Exercise directions -> Reproduce the passage on FCC units running hydrotreated feed from "As far as potential" to "to the unit.".

Document passage ->
● ● ● ● ● ● ●

CO Combustion: This slide was presented by Bill Hennings in a previous NPRA meeting. It shows the relationship between CO and NOx (nitrogen oxide) of one unit after the switch to hydrotreated feed. All of a sudden, their CO emissions went way up 3,000 ppm while their CO limit was 500 ppm. It did not matter how much excess O2 was used. They operated with 3% to 6% excess oxygen, and it was still not possible to reduce the CO.
When the production plan called for processing a little heavier feed, which included more contamination, they noticed that as the NOx came up, the CO decreased. Once they discovered that relationship, they tried to purposely increase the NOx in flue gas in order to stay below 500 ppm. They settled for an ammonia injection system at the main air blower outlet. Another unit which processes the same kind of feed did not have this strange behavior. We, therefore, think that the aforementioned can be related to inadequate air distribution.
WILLIAMS (KBR)
My colleague has already highlighted the impacts on the unit’s heat balance. As far as yield shifts go, with more improved crackable feedstock and a higher cat/oil ratio, one should expect an increase in conversion, which ultimately should yield a higher gasoline and LPG yield for the unit with corresponding reductions in light cycle oil, slurry, and coke at a cost of reactor outlet temperature. The LCO and slurry yields will crack into the gasoline/LPG range. The impact of coke yield will result from the improved feed quality, higher hydrogen content in the feed, reductions in metals content, and Conradson carbon residue content. One should also expect to the see the gasoline octane decline to some extent because the aromatic content in the naphtha is reduced as the aromatic content in the feed stream is saturated.
Operational problems for a full combustion regenerator include lower temperature operations which will impair the regenerator performance and can lead to poor combustion kinetics. These lower temperatures often result in higher afterburn conditions and higher carbon on regenerated catalyst. From a hydraulics standpoint, elevated catalyst circulation will be observed, resulting in lower catalyst slide valve differential pressures and elevated stripper flux rates.
As far as potential process solutions, the most favorable option is to increase catalyst activity. This can be done in multiple ways, such as increasing the catalyst makeup rate, changing the catalyst ingredient itself to increase the catalyst surface area, or even adjusting the rare earth content to help stabilize the unit. Another option is to increase the unit feed rate, but you should be mindful of the downstream processing units to ensure that they can handle the increased capacity to the unit.
If you do have a feed furnace, increasing the feed preheat temperature can generate some flexibility for the unit itself. In this case, a typical rule of thumb is to increase the preheat temperature by 15°F to 20°F. This change would typically generate about a 1°F increase in regenerator temperature. Another option is to recycle slurry oil to the riser itself. Before you do this, we recommend that you communicate with your feed nozzle licenser to ensure that the maximum solutes concentration to those feed nozzles is not violated.
If the FCC was formally processing resid to the unit and you have cat coolers, then you have the flexibility of turning them down to reduce the duty in order to regain the regenerated temperature itself. Because of the potential catalyst deactivation, KBR does not recommend long-term conventional torch oil operations or decreasing the stripping steam rate in order to restore the regenerator bed temperature.

● ● ● ● ● ● ●

Information provided ->
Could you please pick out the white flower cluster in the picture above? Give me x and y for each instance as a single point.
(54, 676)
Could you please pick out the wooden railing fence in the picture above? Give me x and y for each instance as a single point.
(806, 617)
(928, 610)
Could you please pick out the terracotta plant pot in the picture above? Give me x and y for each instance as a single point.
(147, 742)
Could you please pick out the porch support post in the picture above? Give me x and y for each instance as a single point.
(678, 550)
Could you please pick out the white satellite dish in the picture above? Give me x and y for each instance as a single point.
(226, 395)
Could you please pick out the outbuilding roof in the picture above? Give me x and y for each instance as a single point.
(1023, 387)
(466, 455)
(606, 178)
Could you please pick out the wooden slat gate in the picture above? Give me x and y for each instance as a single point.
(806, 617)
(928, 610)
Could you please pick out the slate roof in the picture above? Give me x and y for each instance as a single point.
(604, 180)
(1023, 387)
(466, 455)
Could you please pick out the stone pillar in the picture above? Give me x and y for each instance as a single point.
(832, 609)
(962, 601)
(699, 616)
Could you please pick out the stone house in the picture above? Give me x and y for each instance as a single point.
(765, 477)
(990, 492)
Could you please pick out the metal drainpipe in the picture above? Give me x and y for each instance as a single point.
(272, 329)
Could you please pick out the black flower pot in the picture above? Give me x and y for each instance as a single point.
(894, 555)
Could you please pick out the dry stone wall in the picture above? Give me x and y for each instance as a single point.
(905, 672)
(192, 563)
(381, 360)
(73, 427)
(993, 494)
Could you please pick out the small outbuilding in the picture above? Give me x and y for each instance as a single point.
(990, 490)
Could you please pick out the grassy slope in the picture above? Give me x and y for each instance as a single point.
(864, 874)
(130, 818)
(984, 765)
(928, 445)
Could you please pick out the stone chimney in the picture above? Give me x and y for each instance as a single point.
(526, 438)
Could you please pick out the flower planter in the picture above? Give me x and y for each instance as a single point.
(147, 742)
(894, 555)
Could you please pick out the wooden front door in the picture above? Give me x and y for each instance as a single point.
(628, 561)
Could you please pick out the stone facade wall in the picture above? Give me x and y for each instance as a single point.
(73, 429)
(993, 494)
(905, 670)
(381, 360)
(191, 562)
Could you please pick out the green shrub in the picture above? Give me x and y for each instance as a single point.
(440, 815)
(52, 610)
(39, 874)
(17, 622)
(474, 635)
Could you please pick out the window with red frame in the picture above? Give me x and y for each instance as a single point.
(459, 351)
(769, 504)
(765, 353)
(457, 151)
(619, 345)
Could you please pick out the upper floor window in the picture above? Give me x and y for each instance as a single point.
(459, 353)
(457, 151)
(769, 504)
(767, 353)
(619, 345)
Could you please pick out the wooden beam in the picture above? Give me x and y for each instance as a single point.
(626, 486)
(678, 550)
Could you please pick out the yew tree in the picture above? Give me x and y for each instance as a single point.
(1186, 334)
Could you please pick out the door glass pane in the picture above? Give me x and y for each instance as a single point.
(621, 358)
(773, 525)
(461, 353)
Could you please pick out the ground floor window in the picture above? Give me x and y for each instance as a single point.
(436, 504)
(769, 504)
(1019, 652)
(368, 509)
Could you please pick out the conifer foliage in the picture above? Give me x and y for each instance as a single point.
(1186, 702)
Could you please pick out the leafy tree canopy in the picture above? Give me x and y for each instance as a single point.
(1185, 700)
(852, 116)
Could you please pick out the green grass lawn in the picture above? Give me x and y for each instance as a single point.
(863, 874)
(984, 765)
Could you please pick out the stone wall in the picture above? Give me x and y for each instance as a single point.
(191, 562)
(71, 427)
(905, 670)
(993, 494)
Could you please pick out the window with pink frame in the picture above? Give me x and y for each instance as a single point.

● ● ● ● ● ● ●

Answer to this problem ->
As far as potential process solutions, the most favorable option is to increase catalyst activity. This can be done in multiple ways, such as increasing the catalyst makeup rate, changing the catalyst ingredient itself to increase the catalyst surface area, or even adjusting the rare earth content to help stabilize the unit. Another option is to increase the unit feed rate, but you should be mindful of the downstream processing units to ensure that they can handle the increased capacity to the unit.